§ Data in this exercise
-----
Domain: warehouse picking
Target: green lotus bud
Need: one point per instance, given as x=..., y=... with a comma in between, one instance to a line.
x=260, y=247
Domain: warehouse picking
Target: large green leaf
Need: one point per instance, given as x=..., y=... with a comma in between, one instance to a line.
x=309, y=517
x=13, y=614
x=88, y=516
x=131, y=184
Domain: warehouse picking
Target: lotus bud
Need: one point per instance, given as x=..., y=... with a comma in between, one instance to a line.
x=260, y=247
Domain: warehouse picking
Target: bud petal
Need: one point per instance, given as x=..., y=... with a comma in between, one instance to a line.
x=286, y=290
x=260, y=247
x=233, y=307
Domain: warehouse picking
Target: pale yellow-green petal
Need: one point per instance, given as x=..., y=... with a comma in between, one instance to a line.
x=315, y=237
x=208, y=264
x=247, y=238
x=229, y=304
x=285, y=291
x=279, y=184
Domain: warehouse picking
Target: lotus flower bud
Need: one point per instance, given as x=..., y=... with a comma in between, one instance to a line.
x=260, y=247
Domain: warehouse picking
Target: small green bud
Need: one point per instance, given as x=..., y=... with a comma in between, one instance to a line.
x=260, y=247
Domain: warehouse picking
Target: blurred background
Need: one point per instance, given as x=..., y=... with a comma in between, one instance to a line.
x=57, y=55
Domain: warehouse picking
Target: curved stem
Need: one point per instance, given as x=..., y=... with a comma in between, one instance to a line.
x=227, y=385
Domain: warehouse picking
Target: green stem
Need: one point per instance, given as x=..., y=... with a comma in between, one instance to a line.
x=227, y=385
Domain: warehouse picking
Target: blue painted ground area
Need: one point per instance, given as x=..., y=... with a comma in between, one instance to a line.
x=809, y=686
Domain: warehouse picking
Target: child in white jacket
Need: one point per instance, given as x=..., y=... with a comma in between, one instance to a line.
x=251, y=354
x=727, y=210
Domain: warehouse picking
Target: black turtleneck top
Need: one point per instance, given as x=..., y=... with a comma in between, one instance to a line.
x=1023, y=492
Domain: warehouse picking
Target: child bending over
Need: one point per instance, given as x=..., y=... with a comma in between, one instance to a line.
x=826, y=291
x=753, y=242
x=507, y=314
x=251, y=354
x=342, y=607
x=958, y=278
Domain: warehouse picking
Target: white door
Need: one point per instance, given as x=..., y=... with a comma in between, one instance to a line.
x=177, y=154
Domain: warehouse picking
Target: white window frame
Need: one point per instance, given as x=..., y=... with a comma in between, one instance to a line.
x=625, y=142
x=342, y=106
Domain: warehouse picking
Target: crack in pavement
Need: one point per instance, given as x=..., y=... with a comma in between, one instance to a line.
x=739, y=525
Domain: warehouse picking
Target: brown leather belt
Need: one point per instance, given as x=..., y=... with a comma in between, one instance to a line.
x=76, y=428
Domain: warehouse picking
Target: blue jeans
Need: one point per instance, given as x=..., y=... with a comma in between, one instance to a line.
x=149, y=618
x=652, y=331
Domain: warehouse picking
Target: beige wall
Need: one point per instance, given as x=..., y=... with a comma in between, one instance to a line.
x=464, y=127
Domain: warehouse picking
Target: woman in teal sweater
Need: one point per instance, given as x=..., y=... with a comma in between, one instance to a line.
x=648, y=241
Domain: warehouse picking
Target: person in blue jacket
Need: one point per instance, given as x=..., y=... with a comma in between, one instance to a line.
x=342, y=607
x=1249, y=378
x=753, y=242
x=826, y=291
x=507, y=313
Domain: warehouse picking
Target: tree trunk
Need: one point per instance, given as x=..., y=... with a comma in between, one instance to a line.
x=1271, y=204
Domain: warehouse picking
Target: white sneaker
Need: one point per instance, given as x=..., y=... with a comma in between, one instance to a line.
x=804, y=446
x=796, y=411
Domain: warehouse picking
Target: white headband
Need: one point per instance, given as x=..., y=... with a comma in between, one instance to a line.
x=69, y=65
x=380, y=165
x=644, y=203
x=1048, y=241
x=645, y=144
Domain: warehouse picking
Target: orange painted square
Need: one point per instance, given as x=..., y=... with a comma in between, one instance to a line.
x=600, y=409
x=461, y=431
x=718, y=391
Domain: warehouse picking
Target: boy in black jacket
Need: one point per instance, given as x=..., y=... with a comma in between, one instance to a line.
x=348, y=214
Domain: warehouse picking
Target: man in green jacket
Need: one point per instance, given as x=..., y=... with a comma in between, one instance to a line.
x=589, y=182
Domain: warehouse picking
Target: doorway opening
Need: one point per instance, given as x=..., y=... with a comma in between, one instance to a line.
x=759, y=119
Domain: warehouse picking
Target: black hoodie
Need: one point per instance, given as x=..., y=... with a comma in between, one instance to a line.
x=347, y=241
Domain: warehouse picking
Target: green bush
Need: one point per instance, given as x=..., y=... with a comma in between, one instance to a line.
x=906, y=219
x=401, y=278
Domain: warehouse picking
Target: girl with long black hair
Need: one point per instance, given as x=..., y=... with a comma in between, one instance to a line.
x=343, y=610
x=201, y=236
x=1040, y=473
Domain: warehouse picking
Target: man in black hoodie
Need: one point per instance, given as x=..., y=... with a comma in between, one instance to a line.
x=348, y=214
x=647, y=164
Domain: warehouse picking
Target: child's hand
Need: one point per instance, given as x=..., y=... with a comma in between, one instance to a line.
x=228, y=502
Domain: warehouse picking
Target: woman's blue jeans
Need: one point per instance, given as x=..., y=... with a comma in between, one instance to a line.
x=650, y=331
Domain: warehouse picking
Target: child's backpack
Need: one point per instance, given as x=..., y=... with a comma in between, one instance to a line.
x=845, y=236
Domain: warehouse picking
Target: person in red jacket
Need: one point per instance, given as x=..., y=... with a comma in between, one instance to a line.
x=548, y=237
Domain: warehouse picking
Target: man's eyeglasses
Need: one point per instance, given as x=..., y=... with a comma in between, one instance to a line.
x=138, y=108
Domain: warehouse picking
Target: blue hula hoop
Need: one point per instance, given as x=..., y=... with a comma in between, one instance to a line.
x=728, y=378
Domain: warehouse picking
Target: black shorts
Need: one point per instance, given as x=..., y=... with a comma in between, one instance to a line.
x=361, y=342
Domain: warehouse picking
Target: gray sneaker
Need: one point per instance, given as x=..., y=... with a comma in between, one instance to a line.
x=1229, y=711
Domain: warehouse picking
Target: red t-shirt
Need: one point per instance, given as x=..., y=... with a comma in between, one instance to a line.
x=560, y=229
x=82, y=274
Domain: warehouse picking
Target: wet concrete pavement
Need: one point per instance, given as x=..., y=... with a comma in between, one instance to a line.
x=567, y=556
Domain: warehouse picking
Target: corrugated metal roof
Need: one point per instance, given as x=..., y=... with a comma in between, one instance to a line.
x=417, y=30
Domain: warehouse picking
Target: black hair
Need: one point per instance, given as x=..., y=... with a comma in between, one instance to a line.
-----
§ What to do
Please recast these rows as a numbered list, leaving out any blank lines.

§ Written reply
1. Domain: warehouse picking
2. Target: green lotus bud
3. Need: one point per instance, given as x=..., y=... with a comma in between, one instance to a line.
4. x=260, y=247
5. Domain: warehouse picking
6. Target: large green leaf
7. Need: one point per instance, given as x=..., y=... with a comma in between, one instance to a line.
8. x=309, y=517
9. x=13, y=614
10. x=88, y=516
11. x=131, y=184
12. Domain: warehouse picking
13. Target: lotus bud
14. Need: one point per instance, given as x=..., y=... with a comma in between, one instance to a line.
15. x=260, y=247
16. Domain: warehouse picking
17. Target: bud petal
18. Need: one point per instance, given as x=..., y=... with a comma in between, one instance to a line.
19. x=286, y=290
20. x=260, y=247
21. x=233, y=307
22. Domain: warehouse picking
23. Target: pale yellow-green petal
24. Need: one point per instance, given as x=..., y=... with a comma in between, one instance to a line.
25. x=315, y=237
26. x=208, y=264
27. x=247, y=238
28. x=229, y=304
29. x=285, y=291
30. x=279, y=184
31. Domain: warehouse picking
32. Target: lotus flower bud
33. Need: one point per instance, given as x=..., y=... with a comma in between, one instance to a line.
34. x=260, y=247
35. Domain: warehouse picking
36. Target: small green bud
37. Need: one point per instance, given as x=..., y=... with a comma in between, one instance to a line.
38. x=260, y=247
39. Domain: warehouse picking
40. Target: blurred background
41. Need: one point per instance, given as x=..., y=... with a comma in between, one instance to a line.
42. x=57, y=55
43. Domain: warehouse picking
44. Target: curved stem
45. Need: one point per instance, given as x=..., y=... with a comma in between, one instance to a line.
46. x=227, y=385
47. Domain: warehouse picking
48. Target: green stem
49. Need: one point per instance, given as x=..., y=... with a comma in between, one instance to a line.
50. x=227, y=385
51. Domain: warehouse picking
52. Target: blue painted ground area
53. Need: one point per instance, given as x=..., y=... with a comma in between, one instance to a line.
54. x=809, y=686
55. Domain: warehouse picking
56. Target: child in white jacket
57. Need: one point per instance, given as x=..., y=... with a comma in between, one instance to a line.
58. x=251, y=354
59. x=727, y=210
60. Domain: warehouse picking
61. Target: black turtleneck top
62. Need: one point per instance, given as x=..., y=... with a comma in between, one instance to a line.
63. x=1023, y=492
64. Domain: warehouse picking
65. Target: child bending over
66. Need: one point per instance, given as x=..., y=... with a comma in between, one instance to a line.
67. x=826, y=291
68. x=753, y=242
69. x=507, y=314
70. x=251, y=354
71. x=342, y=607
72. x=958, y=278
73. Domain: warehouse picking
74. Target: white door
75. Need: one point per instance, given as x=..., y=... with a comma in between, one instance to a line.
76. x=177, y=154
77. Domain: warehouse picking
78. Target: white window frame
79. Need: one point per instance, given as x=..., y=... with a comma in between, one instance to a line.
80. x=625, y=142
81. x=342, y=106
82. Domain: warehouse picking
83. Target: crack in pavement
84. Need: one point per instance, given as x=..., y=... with a comma in between, one instance to a line.
85. x=739, y=525
86. Domain: warehouse picking
87. Target: brown leather belt
88. Need: one point per instance, given as x=..., y=... with a comma in between, one instance to a line.
89. x=76, y=428
90. Domain: warehouse picking
91. Target: blue jeans
92. Need: one point per instance, given as x=..., y=... with a comma in between, one instance to a line.
93. x=149, y=618
94. x=652, y=331
95. Domain: warehouse picking
96. Target: beige wall
97. Need: one point per instance, given as x=..., y=... with a comma in between, one instance to a line.
98. x=464, y=127
99. Domain: warehouse picking
100. Target: woman in teal sweater
101. Need: one point per instance, given as x=..., y=... with a comma in between, one instance to a line.
102. x=648, y=241
103. Domain: warehouse picking
104. Target: person in blue jacket
105. Need: one point per instance, given as x=..., y=... with a comma in between, one instance to a line.
106. x=342, y=607
107. x=1249, y=378
108. x=753, y=242
109. x=826, y=291
110. x=507, y=313
111. Domain: warehouse picking
112. Target: tree trunk
113. Need: one point per instance, given as x=..., y=... with a comma in between, one instance to a line.
114. x=1271, y=204
115. Domain: warehouse picking
116. Target: white sneaker
117. Need: one point per instance, given as x=..., y=... with a comma in between, one instance to a line.
118. x=804, y=446
119. x=796, y=411
120. Domain: warehouse picking
121. Target: white headband
122. Need: one point per instance, given as x=..., y=... with a comma in between, one instance to a line.
123. x=69, y=65
124. x=380, y=165
125. x=644, y=203
126. x=1048, y=241
127. x=645, y=144
128. Domain: warehouse picking
129. Target: orange painted square
130. Need: one point per instance, given as x=..., y=... with a comma in between, one instance to a line.
131. x=600, y=409
132. x=461, y=431
133. x=718, y=391
134. Domain: warehouse picking
135. Target: boy in black jacket
136. Need: one point per instance, given as x=..., y=... with a comma in between, one instance to a line.
137. x=348, y=214
138. Domain: warehouse picking
139. Target: man in green jacket
140. Need: one point per instance, given as x=..., y=... with a comma in between, one instance to a line.
141. x=589, y=182
142. Domain: warehouse picking
143. Target: doorway opening
144. Need: one point per instance, given as x=..., y=... with a comma in between, one instance to a line.
145. x=759, y=119
146. Domain: warehouse picking
147. Target: black hoodie
148. Need: one point per instance, given as x=..., y=... with a comma in between, one instance to a line.
149. x=347, y=241
150. Domain: warehouse picking
151. Target: green bush
152. Need: one point per instance, given as x=..., y=... with a comma in between, one instance to a line.
153. x=906, y=219
154. x=401, y=278
155. Domain: warehouse picking
156. Target: girl with long black hair
157. Need: one point per instance, given as x=..., y=... with a comma in between, one instance to a line.
158. x=343, y=610
159. x=201, y=236
160. x=1040, y=473
161. Domain: warehouse picking
162. Target: man in black hoodie
163. Need: one point per instance, given as x=..., y=... with a comma in between, one instance to a line.
164. x=348, y=214
165. x=647, y=164
166. Domain: warehouse picking
167. Target: child's hand
168. Need: one point per instance, given as x=..., y=... with a comma in between, one instance to a line.
169. x=228, y=502
170. Domain: warehouse picking
171. Target: woman's blue jeans
172. Need: one point per instance, given as x=..., y=... with a comma in between, one instance to a line.
173. x=650, y=331
174. Domain: warehouse picking
175. Target: child's backpack
176. Need: one point per instance, given as x=..., y=... with a comma in between, one instance to a line.
177. x=845, y=236
178. Domain: warehouse picking
179. Target: person in red jacket
180. Need: one point per instance, given as x=..., y=... with a comma in between, one instance to a line.
181. x=548, y=237
182. Domain: warehouse picking
183. Target: man's eyeglasses
184. Need: one point per instance, given as x=..., y=... with a comma in between, one instance to a line.
185. x=138, y=108
186. Domain: warehouse picking
187. Target: blue hula hoop
188. Need: one point per instance, given as x=..., y=... with a comma in between, one instance to a line.
189. x=728, y=378
190. Domain: warehouse picking
191. Target: black shorts
192. Need: one point per instance, given as x=..., y=... with a comma in between, one instance to a line.
193. x=361, y=342
194. Domain: warehouse picking
195. Target: gray sneaker
196. Need: one point per instance, given as x=..., y=... with a comma in between, one instance to a line.
197. x=1229, y=711
198. Domain: warehouse picking
199. Target: red t-shirt
200. Need: one point per instance, given as x=..., y=... with a comma in between, one instance to a line.
201. x=560, y=229
202. x=82, y=274
203. Domain: warehouse picking
204. Target: wet concrete pavement
205. Need: one point per instance, given as x=..., y=... with a comma in between, one instance to a line.
206. x=567, y=556
207. Domain: warehouse picking
208. Target: corrugated metal roof
209. Need: one point per instance, given as x=..., y=... with a comma in between, one instance to a line.
210. x=417, y=30
211. Domain: warehouse picking
212. Target: black hair
213. Need: one point per instance, given as x=..., y=... with a comma in between, one instance to a line.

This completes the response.